## Saved entries:
┄┄┄┄┄┄┄┄┄┄┄┄┄┄┄┄┄┄┄┄
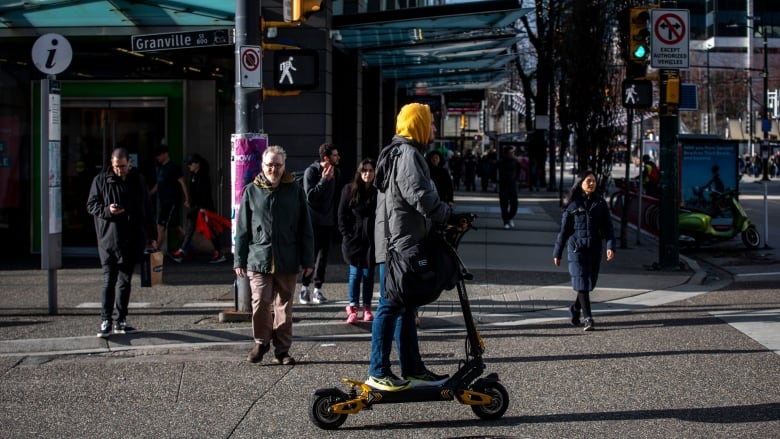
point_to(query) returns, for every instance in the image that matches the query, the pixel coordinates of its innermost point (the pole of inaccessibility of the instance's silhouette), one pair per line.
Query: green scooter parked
(722, 220)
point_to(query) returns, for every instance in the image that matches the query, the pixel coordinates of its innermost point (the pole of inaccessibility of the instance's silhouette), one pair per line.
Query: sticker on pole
(250, 66)
(52, 54)
(671, 39)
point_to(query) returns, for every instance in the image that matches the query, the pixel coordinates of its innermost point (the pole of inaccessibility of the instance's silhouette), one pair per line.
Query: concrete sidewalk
(514, 280)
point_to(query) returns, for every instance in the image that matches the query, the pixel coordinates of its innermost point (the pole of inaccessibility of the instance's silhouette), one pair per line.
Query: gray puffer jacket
(406, 197)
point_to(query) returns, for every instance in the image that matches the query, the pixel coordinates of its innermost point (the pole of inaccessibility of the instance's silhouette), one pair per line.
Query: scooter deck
(420, 393)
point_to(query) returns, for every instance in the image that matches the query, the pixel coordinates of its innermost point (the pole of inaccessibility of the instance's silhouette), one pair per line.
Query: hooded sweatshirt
(407, 198)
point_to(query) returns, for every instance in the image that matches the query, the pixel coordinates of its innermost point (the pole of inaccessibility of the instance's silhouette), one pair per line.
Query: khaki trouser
(272, 309)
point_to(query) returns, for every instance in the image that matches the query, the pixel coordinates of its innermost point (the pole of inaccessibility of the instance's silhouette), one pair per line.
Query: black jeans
(322, 236)
(113, 274)
(507, 198)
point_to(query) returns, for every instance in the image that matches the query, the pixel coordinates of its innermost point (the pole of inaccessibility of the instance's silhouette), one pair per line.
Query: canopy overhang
(443, 48)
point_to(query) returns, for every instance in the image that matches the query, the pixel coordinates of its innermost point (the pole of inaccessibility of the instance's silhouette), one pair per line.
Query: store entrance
(91, 129)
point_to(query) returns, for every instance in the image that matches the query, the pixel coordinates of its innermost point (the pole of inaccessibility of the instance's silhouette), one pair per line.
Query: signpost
(51, 54)
(182, 40)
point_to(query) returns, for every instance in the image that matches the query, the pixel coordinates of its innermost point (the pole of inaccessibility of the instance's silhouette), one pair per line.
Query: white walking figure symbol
(631, 94)
(285, 67)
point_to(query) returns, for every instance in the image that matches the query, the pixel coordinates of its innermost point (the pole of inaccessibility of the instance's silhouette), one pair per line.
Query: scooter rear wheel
(751, 238)
(497, 406)
(320, 413)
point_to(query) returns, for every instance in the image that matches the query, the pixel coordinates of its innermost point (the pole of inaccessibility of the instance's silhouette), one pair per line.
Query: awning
(440, 48)
(736, 131)
(111, 17)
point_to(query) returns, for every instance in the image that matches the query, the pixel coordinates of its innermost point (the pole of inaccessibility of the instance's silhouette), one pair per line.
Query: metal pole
(766, 218)
(765, 122)
(247, 104)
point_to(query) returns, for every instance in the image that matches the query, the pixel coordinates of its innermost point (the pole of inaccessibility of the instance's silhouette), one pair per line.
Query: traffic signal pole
(248, 108)
(669, 118)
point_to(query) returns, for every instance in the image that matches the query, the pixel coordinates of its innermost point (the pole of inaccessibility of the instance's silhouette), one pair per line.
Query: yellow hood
(414, 123)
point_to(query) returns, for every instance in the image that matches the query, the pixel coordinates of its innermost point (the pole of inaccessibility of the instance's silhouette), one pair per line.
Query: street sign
(671, 46)
(296, 70)
(637, 93)
(182, 40)
(250, 66)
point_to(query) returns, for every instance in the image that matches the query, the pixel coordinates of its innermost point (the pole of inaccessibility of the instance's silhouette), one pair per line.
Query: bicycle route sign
(670, 45)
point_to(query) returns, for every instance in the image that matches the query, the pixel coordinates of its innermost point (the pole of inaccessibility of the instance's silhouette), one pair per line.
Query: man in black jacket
(321, 185)
(120, 204)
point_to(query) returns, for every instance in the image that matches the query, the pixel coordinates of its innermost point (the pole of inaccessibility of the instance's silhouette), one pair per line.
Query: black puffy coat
(585, 224)
(356, 224)
(121, 238)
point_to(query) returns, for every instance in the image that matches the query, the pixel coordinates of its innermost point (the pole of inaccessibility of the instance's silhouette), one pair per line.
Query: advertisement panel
(706, 165)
┄┄┄┄┄┄┄┄┄┄┄┄┄┄┄┄┄┄┄┄
In your copy, include no pictures; print every line above exactly.

## Response to the task:
point_to(query) returns, for every instance in the image that matches the query, the pixel coordinates of its innermost point (the pole of inaccessibility of the instance's silhouette), one pair per line.
Query: green scooter parked
(722, 220)
point_to(query) returns, for every instance in the image that matches the query, the pixel coordinates of its innermost point (the pole of inaccessibility of the instance's silhouette), one pair per line.
Query: sticker on pole
(250, 66)
(52, 54)
(671, 39)
point_to(query) returns, for every instance in the image that matches the query, the pixel coordinates of its innermost point (the pole of inaccessibility of the instance's silhouette), one pair per line.
Query: concrete sidewalk
(514, 280)
point_to(query) returns, for every instance in the image that matches the query, the pixel coordinates of its innermost point (the pole of inaccessibility of the instance's silhouette), one pair per line.
Query: gray puffer jacket
(406, 197)
point_to(query) returns, for every instance in the image that matches the query, the pixel coordinates of its innermost point (the pole of inaccessibility of the instance's silhouette), one pair per line.
Query: scooter deck
(420, 393)
point_to(query) returns, for every instance in the image that matches the query, the pixel coordinates of its innermost point (the pole of inaccessibility of the instance's silhouette), one pair per line.
Query: hooded sweatshirt
(407, 198)
point_to(query) returns, for every instance in the image that matches the query, the pixel coordinates of its innermost point (the pole of inaccessibility of the instance's silhouette), one pair per line.
Query: khaki trouser
(272, 309)
point_to(query) returns, for every instance in the image that matches the query, the pixel coordinates of its innermost point (the pole of inaccessibility of the instance's silhouette), one pair per line.
Query: black jeans
(322, 236)
(113, 274)
(507, 198)
point_to(query) returns, for every instance in the image that matches the query, the pixel coordinates of its innermost point (the pole of inaccessibility of the instance's silhouette), one pair per line.
Query: canopy overhang
(443, 48)
point_to(query) returns, for every instance in the image that matches the query, the pixel coordinates of its innermost point (the pole of inaccessibility of the instance's silhouette), one pair per line.
Query: store entrance
(91, 129)
point_to(query) returns, for every instance in the image that matches the query, the pixel coordinates of its innermost point (the pole of inaccessibility of the instance's silhouette), one pair per line.
Query: signpost
(51, 54)
(182, 40)
point_to(query) returns, for every instance in the image that matches the query, the pixel coordinates of its innermost point (the pole of inaccessibility of the instance's silhouette), one pair per line.
Query: white walking figure symbol
(631, 94)
(285, 67)
point_to(query) returns, for every instance in the image that matches the query, the pixel coordinates of its innermost point (the pole of inaccessibility of the instance's silhouette), one pair per line.
Query: scooter rear wheel
(751, 238)
(497, 406)
(320, 413)
point_to(query) returns, for every instance in the image that matches the query, the pixel coordinates of its innermost point (the pole of inaccessibility of the instance's silhouette), one pair per line.
Query: awning
(440, 48)
(736, 131)
(111, 17)
point_to(query) returns, for every instance in the image that matches the query, the pixel coordinates of its innermost point (the pole of inaccessibility of the instance's silhouette), one pair per line.
Query: metal pole
(766, 218)
(765, 122)
(247, 104)
point_to(query) returns, for every instance in the image that matches the query, the pixel coordinates of its innermost point (the pole of inaccessibility of the instance's silhouette), one pair per line.
Query: traffic signal pole
(248, 108)
(669, 118)
point_to(query) returns, for every instance in the image that matches the query, the pixel coordinates of its innermost point (the pole of inaccessibility of the instance's silhouette), one pair per line.
Query: yellow hood
(414, 123)
point_to(query) returns, for every instance in the image that matches the query, the pixel coordinates of its innermost point (the pole of inaccessibility of the instance's silhouette), one pair per line.
Query: street sign
(671, 46)
(296, 70)
(637, 93)
(182, 40)
(250, 66)
point_to(query) returns, for every instance in the image that matches the query, the pixel coordinates of its innermost point (the pole of inaccessibility of the instance's silhouette), one pair per line.
Query: bicycle route sign
(670, 45)
point_to(query) returns, for every instance in the image that matches the query, the pixel coordinates of its innermost point (the pole of inaccessibility of the instance's silhouette), one pair per line.
Query: man in black jacket
(321, 185)
(120, 204)
point_to(query) returns, for every instance in the image that matches the query, the pixel coordinates of its innermost point (the pole of inaccessibility of the instance's silhouette), one pair per line.
Query: black puffy coat
(585, 224)
(356, 224)
(121, 238)
point_to(query) returns, for every instance in the image that matches the query, the pixel coordinates of its innermost point (the pole of inaccessibility of the instance's silhouette), one pair per line.
Query: advertisement panel
(706, 165)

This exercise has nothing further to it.